BEGIN Exercise materials

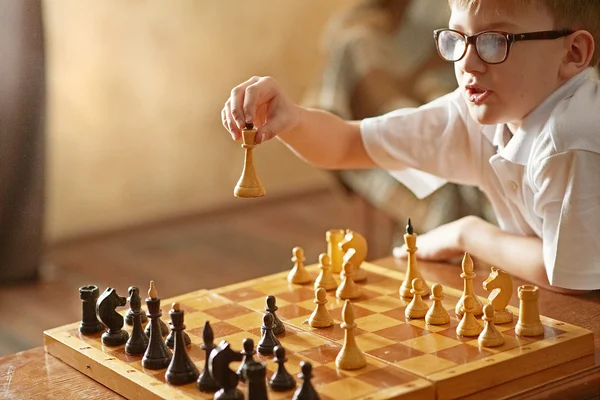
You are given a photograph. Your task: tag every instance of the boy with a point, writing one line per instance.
(524, 126)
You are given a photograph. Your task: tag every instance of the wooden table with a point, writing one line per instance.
(37, 375)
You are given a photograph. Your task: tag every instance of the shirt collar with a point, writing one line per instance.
(519, 147)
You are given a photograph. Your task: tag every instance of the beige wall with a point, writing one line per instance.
(135, 93)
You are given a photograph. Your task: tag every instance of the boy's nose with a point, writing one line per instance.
(471, 62)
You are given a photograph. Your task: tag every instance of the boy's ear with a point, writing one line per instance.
(579, 48)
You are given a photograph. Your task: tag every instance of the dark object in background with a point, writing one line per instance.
(22, 93)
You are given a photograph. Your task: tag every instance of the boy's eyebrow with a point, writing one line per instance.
(488, 27)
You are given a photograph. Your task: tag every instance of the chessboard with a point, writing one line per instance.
(406, 358)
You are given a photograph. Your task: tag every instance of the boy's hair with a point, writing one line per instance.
(567, 14)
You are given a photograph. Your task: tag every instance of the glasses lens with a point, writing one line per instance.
(451, 45)
(492, 47)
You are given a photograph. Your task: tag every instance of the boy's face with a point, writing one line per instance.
(507, 92)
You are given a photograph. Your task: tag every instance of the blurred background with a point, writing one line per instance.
(115, 168)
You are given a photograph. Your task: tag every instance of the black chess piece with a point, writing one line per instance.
(256, 372)
(138, 341)
(268, 341)
(248, 353)
(129, 315)
(281, 379)
(89, 321)
(206, 383)
(218, 366)
(306, 391)
(164, 329)
(170, 340)
(271, 307)
(106, 306)
(181, 370)
(157, 355)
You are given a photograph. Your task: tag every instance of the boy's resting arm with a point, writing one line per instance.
(327, 141)
(520, 256)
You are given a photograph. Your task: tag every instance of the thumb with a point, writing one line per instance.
(400, 252)
(268, 131)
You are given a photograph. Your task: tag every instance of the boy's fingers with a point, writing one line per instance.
(229, 123)
(399, 252)
(237, 99)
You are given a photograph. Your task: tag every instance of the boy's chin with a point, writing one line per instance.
(485, 115)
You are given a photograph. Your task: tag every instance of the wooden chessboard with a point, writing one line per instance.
(406, 358)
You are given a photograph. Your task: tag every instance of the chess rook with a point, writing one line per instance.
(298, 274)
(412, 268)
(529, 323)
(181, 370)
(333, 237)
(468, 275)
(249, 185)
(89, 321)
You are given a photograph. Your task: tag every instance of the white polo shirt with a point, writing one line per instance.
(545, 181)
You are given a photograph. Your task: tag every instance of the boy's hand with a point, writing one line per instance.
(259, 101)
(440, 244)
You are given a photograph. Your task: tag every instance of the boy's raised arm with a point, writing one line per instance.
(318, 137)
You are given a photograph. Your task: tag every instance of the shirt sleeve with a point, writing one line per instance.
(568, 201)
(427, 146)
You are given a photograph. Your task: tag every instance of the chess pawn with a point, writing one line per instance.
(500, 284)
(417, 308)
(268, 341)
(529, 323)
(348, 289)
(437, 314)
(354, 247)
(412, 269)
(281, 379)
(256, 373)
(106, 309)
(490, 336)
(320, 318)
(205, 382)
(89, 321)
(298, 275)
(468, 325)
(325, 278)
(138, 341)
(334, 251)
(181, 370)
(271, 307)
(157, 355)
(249, 184)
(468, 275)
(130, 312)
(306, 391)
(350, 356)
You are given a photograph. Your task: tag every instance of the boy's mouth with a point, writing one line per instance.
(477, 94)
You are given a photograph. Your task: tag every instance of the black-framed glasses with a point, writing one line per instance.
(491, 46)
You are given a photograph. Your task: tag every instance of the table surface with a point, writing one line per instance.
(35, 374)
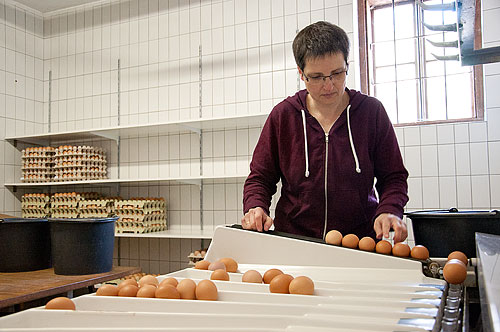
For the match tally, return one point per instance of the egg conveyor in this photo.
(354, 291)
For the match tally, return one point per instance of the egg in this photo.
(147, 290)
(206, 290)
(252, 276)
(217, 265)
(401, 249)
(334, 237)
(367, 244)
(187, 289)
(420, 252)
(167, 292)
(127, 282)
(60, 303)
(128, 290)
(301, 285)
(148, 280)
(202, 265)
(231, 264)
(384, 247)
(280, 284)
(455, 271)
(350, 241)
(219, 274)
(460, 256)
(107, 290)
(170, 281)
(270, 274)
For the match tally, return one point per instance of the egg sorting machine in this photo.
(355, 291)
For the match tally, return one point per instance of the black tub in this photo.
(82, 246)
(24, 244)
(448, 230)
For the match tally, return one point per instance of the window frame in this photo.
(478, 112)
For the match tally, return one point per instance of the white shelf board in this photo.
(188, 180)
(145, 130)
(172, 234)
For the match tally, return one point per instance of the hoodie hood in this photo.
(298, 101)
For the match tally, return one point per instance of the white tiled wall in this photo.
(243, 48)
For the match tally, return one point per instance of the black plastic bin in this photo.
(82, 246)
(445, 231)
(24, 245)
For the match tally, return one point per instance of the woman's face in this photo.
(325, 78)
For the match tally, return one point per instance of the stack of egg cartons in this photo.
(96, 207)
(35, 206)
(38, 164)
(78, 163)
(67, 205)
(141, 215)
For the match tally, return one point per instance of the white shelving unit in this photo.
(135, 131)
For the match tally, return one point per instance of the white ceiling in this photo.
(46, 6)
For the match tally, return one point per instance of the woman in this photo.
(327, 144)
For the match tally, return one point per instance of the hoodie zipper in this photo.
(326, 184)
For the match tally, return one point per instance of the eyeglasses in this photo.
(318, 80)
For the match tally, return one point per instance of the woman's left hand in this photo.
(387, 221)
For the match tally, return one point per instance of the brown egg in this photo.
(170, 281)
(187, 289)
(147, 290)
(167, 292)
(420, 252)
(460, 256)
(401, 249)
(231, 264)
(334, 237)
(148, 280)
(202, 265)
(455, 271)
(219, 274)
(280, 284)
(206, 290)
(350, 241)
(252, 276)
(107, 290)
(301, 285)
(367, 244)
(60, 303)
(127, 282)
(217, 265)
(270, 274)
(384, 247)
(128, 290)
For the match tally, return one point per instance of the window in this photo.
(399, 68)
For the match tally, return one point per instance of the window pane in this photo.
(382, 24)
(386, 93)
(405, 51)
(436, 107)
(407, 101)
(384, 54)
(460, 96)
(384, 74)
(405, 27)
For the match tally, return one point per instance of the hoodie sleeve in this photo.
(390, 171)
(260, 184)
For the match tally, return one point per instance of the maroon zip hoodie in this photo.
(306, 162)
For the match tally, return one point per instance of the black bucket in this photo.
(82, 246)
(24, 244)
(445, 231)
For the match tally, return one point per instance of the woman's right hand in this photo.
(256, 219)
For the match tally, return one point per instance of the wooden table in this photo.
(20, 287)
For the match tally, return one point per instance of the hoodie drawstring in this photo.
(353, 149)
(305, 142)
(358, 170)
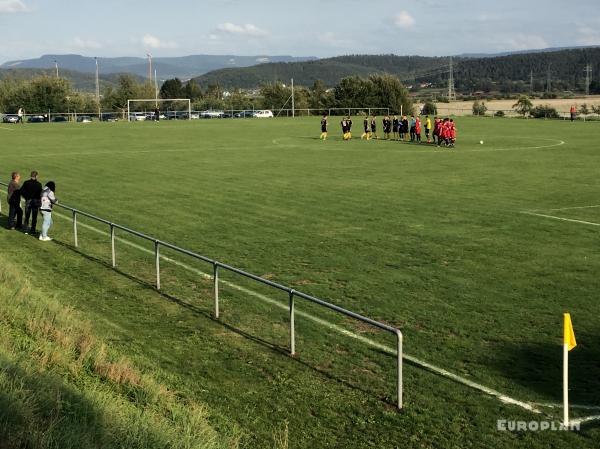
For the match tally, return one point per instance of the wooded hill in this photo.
(511, 73)
(83, 82)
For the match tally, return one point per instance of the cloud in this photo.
(85, 44)
(521, 41)
(247, 29)
(404, 20)
(588, 36)
(151, 41)
(331, 39)
(11, 6)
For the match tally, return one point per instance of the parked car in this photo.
(264, 114)
(10, 118)
(109, 117)
(212, 114)
(244, 114)
(137, 117)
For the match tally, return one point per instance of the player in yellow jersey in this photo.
(324, 127)
(366, 134)
(348, 128)
(428, 128)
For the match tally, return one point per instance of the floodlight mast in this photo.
(98, 90)
(293, 103)
(155, 89)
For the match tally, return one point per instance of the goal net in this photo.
(169, 109)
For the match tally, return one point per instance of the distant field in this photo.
(465, 250)
(561, 105)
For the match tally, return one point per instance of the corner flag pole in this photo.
(568, 344)
(293, 103)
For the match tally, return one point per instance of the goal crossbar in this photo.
(156, 101)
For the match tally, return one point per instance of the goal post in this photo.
(154, 103)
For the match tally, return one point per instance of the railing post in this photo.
(399, 368)
(216, 288)
(75, 229)
(292, 325)
(157, 259)
(112, 245)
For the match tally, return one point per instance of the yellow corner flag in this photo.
(569, 335)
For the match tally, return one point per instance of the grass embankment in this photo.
(62, 387)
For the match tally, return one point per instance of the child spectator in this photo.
(48, 201)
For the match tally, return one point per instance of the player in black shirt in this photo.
(348, 128)
(344, 126)
(374, 127)
(324, 127)
(405, 127)
(366, 134)
(387, 127)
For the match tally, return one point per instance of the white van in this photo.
(264, 114)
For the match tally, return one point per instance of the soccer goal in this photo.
(170, 108)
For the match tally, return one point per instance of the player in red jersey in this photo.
(452, 132)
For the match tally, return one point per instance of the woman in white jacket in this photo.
(48, 200)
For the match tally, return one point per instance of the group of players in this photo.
(440, 132)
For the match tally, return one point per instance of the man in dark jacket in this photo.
(31, 191)
(14, 202)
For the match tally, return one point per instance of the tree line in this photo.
(43, 94)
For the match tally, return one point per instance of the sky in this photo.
(322, 28)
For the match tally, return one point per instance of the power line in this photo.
(451, 91)
(531, 82)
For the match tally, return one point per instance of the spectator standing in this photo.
(31, 192)
(48, 200)
(14, 202)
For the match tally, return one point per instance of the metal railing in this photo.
(217, 266)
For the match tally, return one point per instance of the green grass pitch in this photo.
(464, 250)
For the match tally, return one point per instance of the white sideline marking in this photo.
(455, 377)
(571, 208)
(557, 405)
(591, 223)
(584, 420)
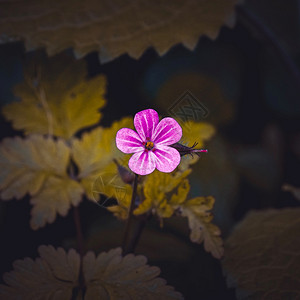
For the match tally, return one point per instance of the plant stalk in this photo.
(131, 236)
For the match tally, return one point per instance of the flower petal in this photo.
(128, 141)
(142, 163)
(167, 132)
(167, 158)
(145, 122)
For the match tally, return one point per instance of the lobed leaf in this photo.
(57, 196)
(55, 275)
(37, 166)
(111, 276)
(125, 27)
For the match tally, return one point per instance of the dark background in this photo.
(262, 96)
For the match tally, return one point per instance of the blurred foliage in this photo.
(38, 166)
(57, 172)
(56, 275)
(264, 265)
(169, 197)
(240, 78)
(56, 98)
(125, 27)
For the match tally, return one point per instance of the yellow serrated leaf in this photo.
(25, 164)
(56, 197)
(125, 27)
(156, 195)
(53, 276)
(199, 217)
(56, 98)
(94, 154)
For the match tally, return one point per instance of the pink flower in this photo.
(150, 144)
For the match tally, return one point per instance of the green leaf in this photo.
(125, 27)
(37, 166)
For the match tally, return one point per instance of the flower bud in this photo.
(184, 150)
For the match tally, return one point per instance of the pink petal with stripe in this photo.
(145, 122)
(167, 158)
(128, 141)
(142, 163)
(167, 132)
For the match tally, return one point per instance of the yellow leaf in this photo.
(56, 197)
(199, 217)
(125, 27)
(262, 255)
(292, 189)
(94, 154)
(56, 98)
(25, 164)
(55, 275)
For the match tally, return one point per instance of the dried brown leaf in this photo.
(52, 276)
(112, 28)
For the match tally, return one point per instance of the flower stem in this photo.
(130, 238)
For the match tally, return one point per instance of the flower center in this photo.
(148, 145)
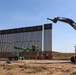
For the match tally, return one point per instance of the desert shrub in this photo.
(8, 67)
(73, 73)
(10, 73)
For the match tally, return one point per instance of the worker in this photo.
(75, 59)
(38, 56)
(47, 56)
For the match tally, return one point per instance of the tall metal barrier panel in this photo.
(21, 37)
(48, 38)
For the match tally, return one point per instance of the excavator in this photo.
(65, 20)
(71, 23)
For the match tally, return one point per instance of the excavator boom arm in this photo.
(63, 19)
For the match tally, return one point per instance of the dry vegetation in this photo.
(40, 69)
(36, 69)
(62, 56)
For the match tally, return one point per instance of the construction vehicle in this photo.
(21, 51)
(70, 22)
(63, 19)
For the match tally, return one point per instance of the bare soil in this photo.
(38, 67)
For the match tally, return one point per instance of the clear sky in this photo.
(23, 13)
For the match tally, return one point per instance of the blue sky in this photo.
(23, 13)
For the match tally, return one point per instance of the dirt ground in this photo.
(38, 67)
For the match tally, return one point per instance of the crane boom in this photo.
(63, 19)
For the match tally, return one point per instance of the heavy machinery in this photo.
(21, 51)
(63, 19)
(70, 22)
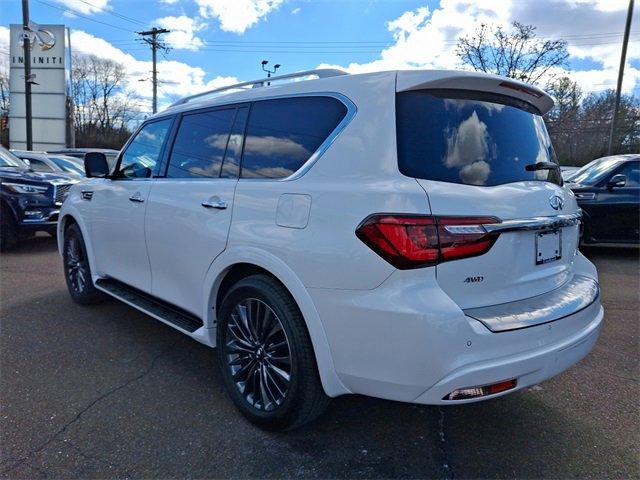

END Exercise materials

(Work instruction): Exact copy, pictures excluded: print only the lines from the line containing "dirt ground in this photo." through the end of the records.

(Answer to the exercise):
For the match tally, return one point per instance of the dirt ground in this photo.
(38, 67)
For the match tally, return one point per instance of the crane boom in this photo.
(63, 19)
For the match tally, return one point per instance of the heavy machinery in this photo.
(21, 51)
(63, 19)
(70, 22)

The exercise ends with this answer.